ロレアルとネスレが共同所有する美容サプリメントの〈イネーブ〉シリーズは、その典型といえよう。同シリーズの主力ブランド〈ファームネス〉は、45~55歳までの女性をターゲットにしている。
〈ファームネス〉のブランド・マネジャーが抱えている悩みの種は、高年齢層の消費者、すなわち55歳以上の女性にいつまでも愛用されると、45歳の女性が〈ファームネス〉は「私にはまだ早すぎるブランドだ」と考えかねない点にある。
たいていのブランドは〈ファームネス〉同様、メディアの選択を通じて、特定の年齢層を明示的にあるいは黙示的にターゲットにしている。その年齢層以外の顧客ニーズに応えるには、新しいブランドを開発することになる。
対象顧客が年齢を重ねれば、若い世代との入れ替えを図りつつ、競合商品ではなく他の自社ブランドに乗り換えるように仕向けなければならない。
このようなブランド戦略は、せっかく築き上げてきた顧客ロイヤルティをみずからの手ではぎ捨てているようなものだ。衆知のように、新規顧客を呼び込むよりも、既存顧客をつなぎ止めておくほうがはるかに安くて済む。

━━━

課題 a:
下の記録から、「plant leaf in」を含む行から記録の最後の行までを、両端の行も含めて一字も変えずに抜き出すこと。
ここから先の記録は、上の文章とは関係がない。

抽出情報:
━━━

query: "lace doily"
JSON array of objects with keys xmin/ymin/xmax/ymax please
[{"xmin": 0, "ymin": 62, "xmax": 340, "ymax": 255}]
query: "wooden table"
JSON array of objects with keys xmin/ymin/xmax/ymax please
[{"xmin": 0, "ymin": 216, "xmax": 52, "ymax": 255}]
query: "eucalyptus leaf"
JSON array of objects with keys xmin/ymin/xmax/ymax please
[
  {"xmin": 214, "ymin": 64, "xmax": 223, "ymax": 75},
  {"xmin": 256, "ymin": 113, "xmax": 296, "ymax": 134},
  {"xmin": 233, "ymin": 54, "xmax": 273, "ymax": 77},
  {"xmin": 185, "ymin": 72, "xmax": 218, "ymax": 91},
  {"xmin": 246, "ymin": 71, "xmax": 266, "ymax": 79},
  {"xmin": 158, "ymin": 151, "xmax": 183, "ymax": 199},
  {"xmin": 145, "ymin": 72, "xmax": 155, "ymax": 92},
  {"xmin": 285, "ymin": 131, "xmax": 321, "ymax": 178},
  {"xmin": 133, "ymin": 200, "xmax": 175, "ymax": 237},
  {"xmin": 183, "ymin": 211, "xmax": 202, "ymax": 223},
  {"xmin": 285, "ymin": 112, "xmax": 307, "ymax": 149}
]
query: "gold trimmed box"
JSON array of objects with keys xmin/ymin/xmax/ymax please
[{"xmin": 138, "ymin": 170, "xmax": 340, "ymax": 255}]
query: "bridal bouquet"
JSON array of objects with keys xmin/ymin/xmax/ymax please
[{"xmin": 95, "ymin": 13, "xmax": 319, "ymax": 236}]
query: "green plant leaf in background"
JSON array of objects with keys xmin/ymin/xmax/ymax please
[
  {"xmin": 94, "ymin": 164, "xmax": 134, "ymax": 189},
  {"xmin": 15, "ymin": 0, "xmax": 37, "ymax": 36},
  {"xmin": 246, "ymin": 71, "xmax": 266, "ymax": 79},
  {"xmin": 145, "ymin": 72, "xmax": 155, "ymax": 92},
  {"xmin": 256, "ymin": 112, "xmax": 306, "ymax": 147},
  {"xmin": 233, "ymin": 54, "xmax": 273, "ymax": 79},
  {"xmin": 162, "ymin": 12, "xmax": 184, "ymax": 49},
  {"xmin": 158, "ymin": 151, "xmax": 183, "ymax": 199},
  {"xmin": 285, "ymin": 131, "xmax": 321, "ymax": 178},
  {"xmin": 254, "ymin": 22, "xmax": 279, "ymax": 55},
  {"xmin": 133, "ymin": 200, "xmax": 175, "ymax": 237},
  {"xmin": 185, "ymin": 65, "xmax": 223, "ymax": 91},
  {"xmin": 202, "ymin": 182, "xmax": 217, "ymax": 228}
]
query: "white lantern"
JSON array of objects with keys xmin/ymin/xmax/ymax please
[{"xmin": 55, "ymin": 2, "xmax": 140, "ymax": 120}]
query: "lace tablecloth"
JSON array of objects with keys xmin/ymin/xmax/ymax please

━━━

課題 b:
上の文章によると、〈ファームネス〉がターゲットにしているのは何歳から何歳までの女性か。

解答 a:
query: "green plant leaf in background"
JSON array of objects with keys xmin/ymin/xmax/ymax please
[
  {"xmin": 94, "ymin": 164, "xmax": 134, "ymax": 189},
  {"xmin": 15, "ymin": 0, "xmax": 37, "ymax": 36},
  {"xmin": 246, "ymin": 71, "xmax": 266, "ymax": 79},
  {"xmin": 145, "ymin": 72, "xmax": 155, "ymax": 92},
  {"xmin": 256, "ymin": 112, "xmax": 306, "ymax": 147},
  {"xmin": 233, "ymin": 54, "xmax": 273, "ymax": 79},
  {"xmin": 162, "ymin": 12, "xmax": 184, "ymax": 49},
  {"xmin": 158, "ymin": 151, "xmax": 183, "ymax": 199},
  {"xmin": 285, "ymin": 131, "xmax": 321, "ymax": 178},
  {"xmin": 254, "ymin": 22, "xmax": 279, "ymax": 55},
  {"xmin": 133, "ymin": 200, "xmax": 175, "ymax": 237},
  {"xmin": 185, "ymin": 65, "xmax": 223, "ymax": 91},
  {"xmin": 202, "ymin": 182, "xmax": 217, "ymax": 228}
]
query: "white lantern"
JSON array of objects with keys xmin/ymin/xmax/ymax please
[{"xmin": 55, "ymin": 2, "xmax": 140, "ymax": 120}]
query: "lace tablecloth"
JSON array of objects with keys xmin/ymin/xmax/ymax please

解答 b:
45~55歳までの女性。